▸ DIRECTIONS:
A - Reproduce word for word the part of the court passage on reconsidering the transfer order, starting at "In this case, the" and ending at "motion for transfer.".
B - Continue the court passage on jurisdiction to reconsider the transfer order, beginning right after its last sentence.

▸ DOCUMENT EXTRACT:
══════
In this case, the case file was sent from the Clerk's Office in this district on 29 April 1993 and was received and docketed by the Clerk's Office in the Northern District of Georgia on 3 May 1993. Plaintiffs, however, did not file their motion for reconsideration until 12 May 1993, nine days after the case file had been physically transferred to the Northern District of Georgia. Given this fact, as well the fact that Plaintiffs did not request a stay of the transfer order for the purpose filing a motion for reconsideration or an appeal, it appears from the case law discussed above that there is no jurisdiction for this court to reconsider its motion for transfer.
In opposition, Plaintiffs argue that, when a court lacks the power to order transfer, "any purported transfer is a nullity and it can be reviewed by the circuit in which the transferor court sits." Reply Brief at 1 (citing Swindell-Dressler Corp. v. Dumbauld, 308 F.2d 267, 274 (3d Cir. 1962); Farrell v. Wyatt, 408 F.2d 662, 664 (2d Cir. 1969)). For this reason, Plaintiffs argue transmission of the record in this case is irrelevant and "does not have the" legal effect of divesting this Court of jurisdiction to reconsider [the 28 April 1993 Decision]." Id. at 2.
══════
▸ DATA EXTRACT:
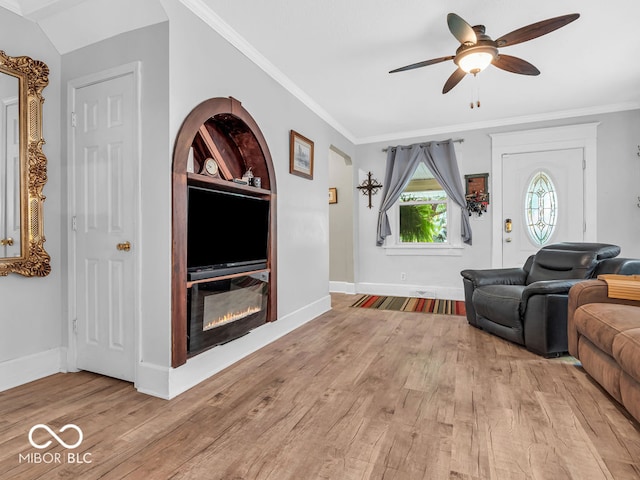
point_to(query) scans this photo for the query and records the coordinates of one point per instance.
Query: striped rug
══════
▸ THE RESPONSES:
A -
In this case, the case file was sent from the Clerk's Office in this district on 29 April 1993 and was received and docketed by the Clerk's Office in the Northern District of Georgia on 3 May 1993. Plaintiffs, however, did not file their motion for reconsideration until 12 May 1993, nine days after the case file had been physically transferred to the Northern District of Georgia. Given this fact, as well the fact that Plaintiffs did not request a stay of the transfer order for the purpose filing a motion for reconsideration or an appeal, it appears from the case law discussed above that there is no jurisdiction for this court to reconsider its motion for transfer.

B -
This argument is not entirely without merit. Nevertheless, while it is true that "the mere transfer of the record cannot ratify an otherwise invalid transfer," Chrysler Credit, 928 F.2d at 1517 n.6; see also Farrell, 408 F.2d at 664; Swindell, 308 F.2d at 274, this legal proposition is not applicable in this case. As discussed below, see infra at pp.19-29, this case was not improperly transferred to the Northern District of Georgia because, even under 28 U.S.C. § 1391(b), venue is not proper in the District of New Jersey.
Plaintiffs also contend that transfer of the record in this case occurred too quickly. Plaintiffs state:
In order to permit orderly review of a transfer order, physical transfer of the record to the transferee district is ordinarily delayed for a period of time after entry of the transfer order. This is done through local rule or custom and it avoids the situation presented in the case at bar. . . . Where, however, the record has been too quickly transmitted, an approved procedure is [for the] transferor court and clerk to request the transferee court and clerk to return the record to the transferror court.
Id. (citing Nine Mile, 673 F.2d at 243-44).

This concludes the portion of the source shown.